• [Reading passage]:

++++++++

I am defeated
-
Scott, you've mentioned that posters need to be more responsible with their postings before - though I have no clue how we as a community can help encourage that.
-
@cakeis_not_alie said:
I do get the natural instinct on behalf of others to say "look, your job is to convince management to spend money". But the problem here is that it presumes that management has money, and are just cheap. Or that just because they are spending money over time they have the ability to make a big up front capital purchase to stem the bleeding. (If that were the case, cloud computing wouldn't exist in it's current form.)
Like the other constraints that I mentioned, those things are important factors in a projected solution. Include those with posts to give a context for the question. Knowing that opex is possible but capex is not, knowing that spend can be X, knowing what the value of the investment could be - those are all factors that we need to know.
Like most post where people are asking "design" questions versus "break / fix" questions... I tell the OP that we need the business goals up front. Without the business context, nearly anything that we propose is meaningless. It might "work" if you define work by some arbitrary IT guideline but whether or not it meets the goals of the business we would have no idea. And often neither would the person asking the question.
IT commonly forgets that it exists within a business context. ALL IT decisions need to be made with a view towards what makes sense for the company. Even a company loaded with cash should not spend it foolishly.
-
@cakeis_not_alie said:
So what you're saying is that I'm basically it. Alone. Everyone else just "tries to get out". Nobody else loves the thrill of doing the impossible, or feels that the "little guy" needs some expertise too.
Mostly, yes. Other IT people can't pay their mortgages with journalism and content generation. I do a bit of that and couldn't possibly keep the lights on with it. You are at the extreme high end of IT, you are very much alone, sadly. IT people, normally, do IT both because they love it but also because they want to earn a living, generally a decent one.

++++++++

• [Entries shown]:
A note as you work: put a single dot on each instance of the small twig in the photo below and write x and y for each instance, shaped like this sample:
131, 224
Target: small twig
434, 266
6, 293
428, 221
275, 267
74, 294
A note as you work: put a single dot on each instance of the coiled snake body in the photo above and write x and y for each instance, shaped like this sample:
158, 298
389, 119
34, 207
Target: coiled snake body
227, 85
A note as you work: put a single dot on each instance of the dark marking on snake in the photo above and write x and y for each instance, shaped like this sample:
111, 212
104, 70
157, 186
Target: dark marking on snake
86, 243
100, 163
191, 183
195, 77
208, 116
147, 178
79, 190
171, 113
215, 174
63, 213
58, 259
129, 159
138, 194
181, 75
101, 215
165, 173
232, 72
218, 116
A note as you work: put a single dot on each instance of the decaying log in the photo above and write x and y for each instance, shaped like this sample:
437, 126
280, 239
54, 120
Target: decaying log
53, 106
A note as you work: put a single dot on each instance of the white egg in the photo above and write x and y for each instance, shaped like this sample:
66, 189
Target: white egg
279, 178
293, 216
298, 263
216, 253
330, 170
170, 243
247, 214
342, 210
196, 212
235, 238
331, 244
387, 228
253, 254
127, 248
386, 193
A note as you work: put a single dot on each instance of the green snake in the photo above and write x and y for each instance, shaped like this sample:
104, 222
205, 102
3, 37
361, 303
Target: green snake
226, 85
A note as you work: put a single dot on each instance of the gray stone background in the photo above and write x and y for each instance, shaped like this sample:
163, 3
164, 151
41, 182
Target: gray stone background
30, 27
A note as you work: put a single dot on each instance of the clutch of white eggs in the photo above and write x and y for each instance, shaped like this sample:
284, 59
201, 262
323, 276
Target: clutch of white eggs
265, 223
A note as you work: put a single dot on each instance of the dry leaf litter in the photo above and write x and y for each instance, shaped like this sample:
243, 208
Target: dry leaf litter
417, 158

++++++++

• [Tasks for this exercise]:
1. In the forum thread, what does the poster tell the OP must be provided up front when someone asks a "design" question?
2. Reproduce the forum thread word for word from "Like most post" to "some expertise too.".
Rely on the forum thread alone for these tasks.

• [The results]:
1. The business goals.

2.
Like most post where people are asking "design" questions versus "break / fix" questions... I tell the OP that we need the business goals up front. Without the business context, nearly anything that we propose is meaningless. It might "work" if you define work by some arbitrary IT guideline but whether or not it meets the goals of the business we would have no idea. And often neither would the person asking the question.
IT commonly forgets that it exists within a business context. ALL IT decisions need to be made with a view towards what makes sense for the company. Even a company loaded with cash should not spend it foolishly.
-
@cakeis_not_alie said:
So what you're saying is that I'm basically it. Alone. Everyone else just "tries to get out". Nobody else loves the thrill of doing the impossible, or feels that the "little guy" needs some expertise too.